■ **PASSAGE TO READ**
6.    Economy-related questions

  • •    When do you predict the market conditions to take a turn for the better?

There a few industry-specific questions CEOs wanted to ask their peer as well:

Life sciences/biotech-related questions

  • •    What kind of deal structures are you seeing in liquidity-directed partnerships? What kind of partnerships, if any, are you envisioning for discovery stage assets?

Medical devices-related questions

  • •    How do you expect reimbursement to be influenced during the next administration?

Recession just in New York? A business traveler reports on ROW [rest of world]

I’ve had the opportunity to be in Asia (Hong Kong and Singapore), Silicon Valley, Boston, New York, and Europe in the last 2 months of this year.  Most of the community I’ve been with has either been technology or science-based entrepreneurs, venture capitalists and other institutional investors banking those start-ups, or professional services providers helping fast-growth companies hit their various milestones.  It struck me that I’d had the opportunity to sample how each community, country, culture, or continent was responding.

■ **WHAT THE EXERCISE ASKS**
According to the passage above, in which places did the business traveler spend time during the last two months of the year?

■ **DATA SECTION**
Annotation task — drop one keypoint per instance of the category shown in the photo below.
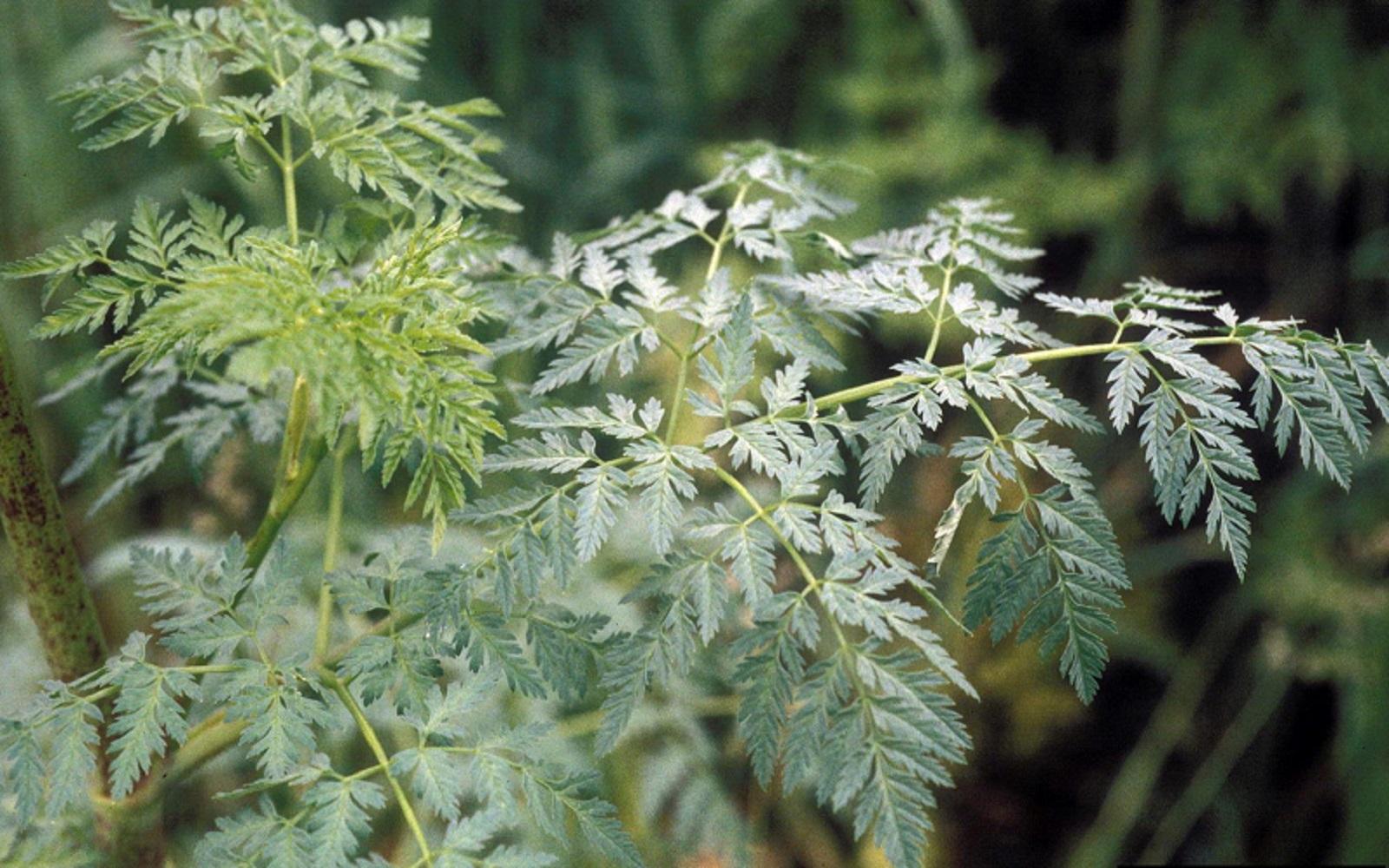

■ **EXERCISE RESULT**
Asia (Hong Kong and Singapore), Silicon Valley, Boston, New York, and Europe.